_Challenge 1_
According to the album article, how many copies had Mirror Mirror sold by the end of 2009?

Studio album by Ghinzu
- Released: March 30, 2009 (FR, BEL, CH) July 30, 2010 (JAP, HK, AUS) August 20, 2010 (EU)
- Genre: Alternative rock, Progressive rock, Electronic
- Length: 46:52
- Label: PIAS
- Producer: Ghinzu, Christine Verschorren, Dimitri Tikovoi

Ghinzu chronology
| Blow (2004) | Mirror Mirror (2009) | W.O.W.A. (2026) |

= Mirror Mirror (Ghinzu album) =

Mirror Mirror is the third album by Belgian rock band Ghinzu. It has been released on March 30, 2009 in Belgium (via PIAS), France (via Universal) and Switzerland. The first single from the record was Cold Love for Belgium, while Take It Easy was chosen for France. Mirror Mirror was later released internationally, during the summer 2010. It received a CD release in Japan, Hong Kong, Australia and Continental Europe and a digital release elsewhere.

The record has a wider and more electronic sound than Blow. Some songs gathered together form a musical movement (for instance with Mother Allegra, Mirror Mirror, The Dream Maker or the three pieces ending the album). Mirror Mirror obtained immediate success in Belgium, reaching number 2 in the Walloon charts and in France where it reached the top 20. Though not as popular in Flanders, Ghinzu received some radio airplay for titles like Cold Love, Take it Easy and This War Is Silent, which allowed them to play major festival Rock Werchter in July 2009.

By the end of 2009, Ghinzu was voted best band of the year by the readers of Belgian newspaper Le Soir and Mirror Mirror had sold 47,000 copies in the territories it had already been released (which were at the time Benelux, France and Switzerland).

On December 6, 2010, an EP of remixes of Mirror Mirror titles was digitally released as The Mirror Mirror Remix EP. It includes five remixes by producers and DJ's such as Jagz Kooner, 80 KIDZ and Mustang as well as the yet unreleased song Chocolate that the band performed during its 2010 concerts.

_Challenge 2_
From the records, give everything from the line containing "301, row 176." down to the line containing "column 561, row 127" as a numbered list, skipping blank lines.

_Extracted information_
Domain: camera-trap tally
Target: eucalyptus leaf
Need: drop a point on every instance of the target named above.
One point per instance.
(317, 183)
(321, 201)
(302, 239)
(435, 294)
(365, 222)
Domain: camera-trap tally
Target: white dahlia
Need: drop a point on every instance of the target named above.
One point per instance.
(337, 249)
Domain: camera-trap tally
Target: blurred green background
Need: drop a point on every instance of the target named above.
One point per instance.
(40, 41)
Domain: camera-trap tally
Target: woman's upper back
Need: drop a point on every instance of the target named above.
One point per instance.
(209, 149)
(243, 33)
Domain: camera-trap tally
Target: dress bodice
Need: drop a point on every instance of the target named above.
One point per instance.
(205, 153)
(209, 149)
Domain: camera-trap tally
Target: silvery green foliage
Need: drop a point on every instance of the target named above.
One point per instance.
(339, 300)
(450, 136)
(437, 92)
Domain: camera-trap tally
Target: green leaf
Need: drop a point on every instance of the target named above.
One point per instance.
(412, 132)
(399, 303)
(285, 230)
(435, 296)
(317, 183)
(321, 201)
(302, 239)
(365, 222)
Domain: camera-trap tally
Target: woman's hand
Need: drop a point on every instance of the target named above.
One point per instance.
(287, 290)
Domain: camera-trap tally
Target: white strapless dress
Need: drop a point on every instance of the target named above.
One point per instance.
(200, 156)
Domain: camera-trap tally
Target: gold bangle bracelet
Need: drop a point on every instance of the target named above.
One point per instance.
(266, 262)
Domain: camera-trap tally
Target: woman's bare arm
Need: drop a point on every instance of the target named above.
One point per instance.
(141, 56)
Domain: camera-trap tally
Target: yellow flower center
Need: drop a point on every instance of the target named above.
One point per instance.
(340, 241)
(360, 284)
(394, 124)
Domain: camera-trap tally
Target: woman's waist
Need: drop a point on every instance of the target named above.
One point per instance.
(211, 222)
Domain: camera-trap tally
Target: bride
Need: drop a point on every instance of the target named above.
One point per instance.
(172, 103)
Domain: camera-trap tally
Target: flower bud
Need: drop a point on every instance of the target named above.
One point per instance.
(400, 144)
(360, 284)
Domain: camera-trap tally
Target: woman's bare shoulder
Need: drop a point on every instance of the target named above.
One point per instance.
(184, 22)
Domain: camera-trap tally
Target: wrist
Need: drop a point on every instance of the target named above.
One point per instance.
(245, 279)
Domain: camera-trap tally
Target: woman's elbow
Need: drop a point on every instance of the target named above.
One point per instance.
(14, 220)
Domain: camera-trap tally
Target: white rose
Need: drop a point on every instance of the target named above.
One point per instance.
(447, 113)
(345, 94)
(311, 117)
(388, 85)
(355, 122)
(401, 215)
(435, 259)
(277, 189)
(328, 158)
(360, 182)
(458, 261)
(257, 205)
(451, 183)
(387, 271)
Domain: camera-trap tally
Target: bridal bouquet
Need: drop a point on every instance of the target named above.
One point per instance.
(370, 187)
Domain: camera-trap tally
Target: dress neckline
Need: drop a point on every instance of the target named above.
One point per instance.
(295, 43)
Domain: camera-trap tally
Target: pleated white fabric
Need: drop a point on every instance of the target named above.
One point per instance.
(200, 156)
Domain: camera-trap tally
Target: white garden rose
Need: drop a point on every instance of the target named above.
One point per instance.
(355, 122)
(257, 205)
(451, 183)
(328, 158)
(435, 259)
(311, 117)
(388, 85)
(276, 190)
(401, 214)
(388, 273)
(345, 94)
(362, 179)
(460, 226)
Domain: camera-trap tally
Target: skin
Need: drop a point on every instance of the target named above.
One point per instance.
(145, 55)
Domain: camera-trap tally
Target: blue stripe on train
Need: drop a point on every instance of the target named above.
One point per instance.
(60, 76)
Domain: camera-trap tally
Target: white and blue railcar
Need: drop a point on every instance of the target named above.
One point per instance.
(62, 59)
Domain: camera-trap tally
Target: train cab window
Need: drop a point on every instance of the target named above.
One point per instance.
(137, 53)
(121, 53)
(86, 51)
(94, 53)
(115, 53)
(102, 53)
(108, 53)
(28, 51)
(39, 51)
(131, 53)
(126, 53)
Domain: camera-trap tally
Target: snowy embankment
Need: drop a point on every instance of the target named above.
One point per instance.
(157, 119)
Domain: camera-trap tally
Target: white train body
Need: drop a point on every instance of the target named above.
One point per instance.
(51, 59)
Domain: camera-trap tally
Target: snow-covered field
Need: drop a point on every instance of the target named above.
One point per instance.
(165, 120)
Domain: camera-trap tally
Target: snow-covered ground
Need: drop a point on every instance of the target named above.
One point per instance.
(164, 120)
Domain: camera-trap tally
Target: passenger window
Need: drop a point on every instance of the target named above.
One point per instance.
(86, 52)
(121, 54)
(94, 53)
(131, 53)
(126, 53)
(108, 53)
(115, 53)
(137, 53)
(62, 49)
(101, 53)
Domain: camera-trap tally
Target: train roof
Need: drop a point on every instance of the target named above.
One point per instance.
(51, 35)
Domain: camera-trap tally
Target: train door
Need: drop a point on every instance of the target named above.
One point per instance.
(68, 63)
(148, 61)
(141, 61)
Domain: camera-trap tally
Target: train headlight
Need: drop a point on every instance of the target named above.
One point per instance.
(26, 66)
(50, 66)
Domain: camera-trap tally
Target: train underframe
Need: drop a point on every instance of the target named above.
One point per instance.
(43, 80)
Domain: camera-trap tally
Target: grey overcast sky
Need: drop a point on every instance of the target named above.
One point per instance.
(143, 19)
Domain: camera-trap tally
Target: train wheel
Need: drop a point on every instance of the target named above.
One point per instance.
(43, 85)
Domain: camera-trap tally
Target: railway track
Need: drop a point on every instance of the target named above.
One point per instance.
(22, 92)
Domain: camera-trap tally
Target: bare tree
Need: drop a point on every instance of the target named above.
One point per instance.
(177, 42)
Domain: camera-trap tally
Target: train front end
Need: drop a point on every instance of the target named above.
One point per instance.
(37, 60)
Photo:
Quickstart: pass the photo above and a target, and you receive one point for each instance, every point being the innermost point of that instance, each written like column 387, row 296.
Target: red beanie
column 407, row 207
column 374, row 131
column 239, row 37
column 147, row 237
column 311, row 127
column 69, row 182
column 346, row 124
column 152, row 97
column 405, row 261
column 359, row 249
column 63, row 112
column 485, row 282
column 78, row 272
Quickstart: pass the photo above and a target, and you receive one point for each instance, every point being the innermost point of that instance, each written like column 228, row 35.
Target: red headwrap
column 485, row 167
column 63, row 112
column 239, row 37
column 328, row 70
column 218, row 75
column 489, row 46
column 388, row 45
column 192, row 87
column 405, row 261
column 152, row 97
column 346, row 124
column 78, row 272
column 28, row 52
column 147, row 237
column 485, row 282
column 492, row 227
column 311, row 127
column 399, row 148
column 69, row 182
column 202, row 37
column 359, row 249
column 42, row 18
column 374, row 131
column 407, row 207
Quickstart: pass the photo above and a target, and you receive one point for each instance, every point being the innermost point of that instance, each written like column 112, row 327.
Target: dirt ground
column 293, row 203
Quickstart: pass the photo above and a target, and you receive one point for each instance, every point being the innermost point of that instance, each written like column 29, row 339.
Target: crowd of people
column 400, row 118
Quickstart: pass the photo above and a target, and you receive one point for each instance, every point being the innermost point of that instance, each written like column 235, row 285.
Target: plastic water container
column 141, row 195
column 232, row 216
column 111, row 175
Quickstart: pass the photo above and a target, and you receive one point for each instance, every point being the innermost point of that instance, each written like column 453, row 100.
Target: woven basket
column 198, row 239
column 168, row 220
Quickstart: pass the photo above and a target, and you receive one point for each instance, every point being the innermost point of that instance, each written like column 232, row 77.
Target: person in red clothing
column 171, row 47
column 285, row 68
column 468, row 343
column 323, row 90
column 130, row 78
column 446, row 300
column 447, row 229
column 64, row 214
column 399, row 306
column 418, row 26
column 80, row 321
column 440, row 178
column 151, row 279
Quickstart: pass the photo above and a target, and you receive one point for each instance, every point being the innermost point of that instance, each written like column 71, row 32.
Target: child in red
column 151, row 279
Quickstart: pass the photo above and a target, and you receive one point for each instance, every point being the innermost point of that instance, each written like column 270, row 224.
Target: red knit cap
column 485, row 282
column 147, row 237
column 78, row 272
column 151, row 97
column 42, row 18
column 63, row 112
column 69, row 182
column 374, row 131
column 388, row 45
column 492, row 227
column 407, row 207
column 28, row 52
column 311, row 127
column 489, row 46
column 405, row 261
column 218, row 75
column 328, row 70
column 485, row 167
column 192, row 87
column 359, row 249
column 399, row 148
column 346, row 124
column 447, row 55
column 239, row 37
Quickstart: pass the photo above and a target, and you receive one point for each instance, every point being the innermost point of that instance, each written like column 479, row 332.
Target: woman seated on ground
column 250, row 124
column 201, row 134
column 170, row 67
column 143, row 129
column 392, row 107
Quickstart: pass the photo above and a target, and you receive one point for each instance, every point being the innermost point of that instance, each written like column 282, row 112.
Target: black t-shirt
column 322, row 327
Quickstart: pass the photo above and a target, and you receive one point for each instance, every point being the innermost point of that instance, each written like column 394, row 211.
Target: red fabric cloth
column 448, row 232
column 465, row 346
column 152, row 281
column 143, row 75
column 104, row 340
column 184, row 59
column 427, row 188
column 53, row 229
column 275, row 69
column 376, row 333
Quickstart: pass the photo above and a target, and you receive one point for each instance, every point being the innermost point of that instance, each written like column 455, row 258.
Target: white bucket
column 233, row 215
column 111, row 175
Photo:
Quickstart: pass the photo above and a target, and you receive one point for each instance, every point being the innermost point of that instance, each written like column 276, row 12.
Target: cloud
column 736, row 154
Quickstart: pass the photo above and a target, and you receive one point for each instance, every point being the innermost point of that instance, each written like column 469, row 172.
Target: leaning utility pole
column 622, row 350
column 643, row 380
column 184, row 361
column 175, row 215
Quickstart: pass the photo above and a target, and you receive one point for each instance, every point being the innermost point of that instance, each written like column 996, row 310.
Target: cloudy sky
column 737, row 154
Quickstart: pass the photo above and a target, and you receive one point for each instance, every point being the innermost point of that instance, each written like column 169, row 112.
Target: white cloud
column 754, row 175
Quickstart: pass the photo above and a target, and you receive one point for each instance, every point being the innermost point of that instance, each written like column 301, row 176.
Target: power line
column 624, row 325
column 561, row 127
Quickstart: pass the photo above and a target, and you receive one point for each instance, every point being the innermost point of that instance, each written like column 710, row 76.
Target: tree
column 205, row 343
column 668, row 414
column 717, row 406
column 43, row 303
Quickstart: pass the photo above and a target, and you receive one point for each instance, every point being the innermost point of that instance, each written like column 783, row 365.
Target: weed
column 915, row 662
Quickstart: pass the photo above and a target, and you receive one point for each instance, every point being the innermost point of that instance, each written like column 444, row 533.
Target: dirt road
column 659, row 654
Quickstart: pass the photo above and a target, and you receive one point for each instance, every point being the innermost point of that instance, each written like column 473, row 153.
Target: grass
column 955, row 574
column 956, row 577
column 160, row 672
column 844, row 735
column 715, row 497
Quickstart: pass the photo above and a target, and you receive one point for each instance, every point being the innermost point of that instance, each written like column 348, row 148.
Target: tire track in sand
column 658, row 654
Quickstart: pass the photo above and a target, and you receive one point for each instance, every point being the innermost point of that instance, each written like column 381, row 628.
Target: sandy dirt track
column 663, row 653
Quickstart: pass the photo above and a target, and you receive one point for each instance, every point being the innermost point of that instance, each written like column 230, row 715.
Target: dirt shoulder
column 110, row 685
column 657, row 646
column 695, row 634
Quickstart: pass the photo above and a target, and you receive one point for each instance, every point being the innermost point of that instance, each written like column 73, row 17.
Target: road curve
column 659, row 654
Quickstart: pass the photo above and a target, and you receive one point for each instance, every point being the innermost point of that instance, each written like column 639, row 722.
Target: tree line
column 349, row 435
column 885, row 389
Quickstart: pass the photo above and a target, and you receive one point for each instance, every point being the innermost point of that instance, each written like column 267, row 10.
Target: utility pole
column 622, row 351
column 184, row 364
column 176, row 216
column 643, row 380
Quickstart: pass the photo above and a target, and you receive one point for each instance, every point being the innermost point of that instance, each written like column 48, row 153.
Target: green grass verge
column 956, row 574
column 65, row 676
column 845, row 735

_Final answer 1_
47,000 copies

_Final answer 2_
1. Quickstart: pass the photo above and a target, and you receive one point for each instance, every point being the innermost point of that instance, each written like column 301, row 176.
2. Target: power line
3. column 624, row 325
4. column 561, row 127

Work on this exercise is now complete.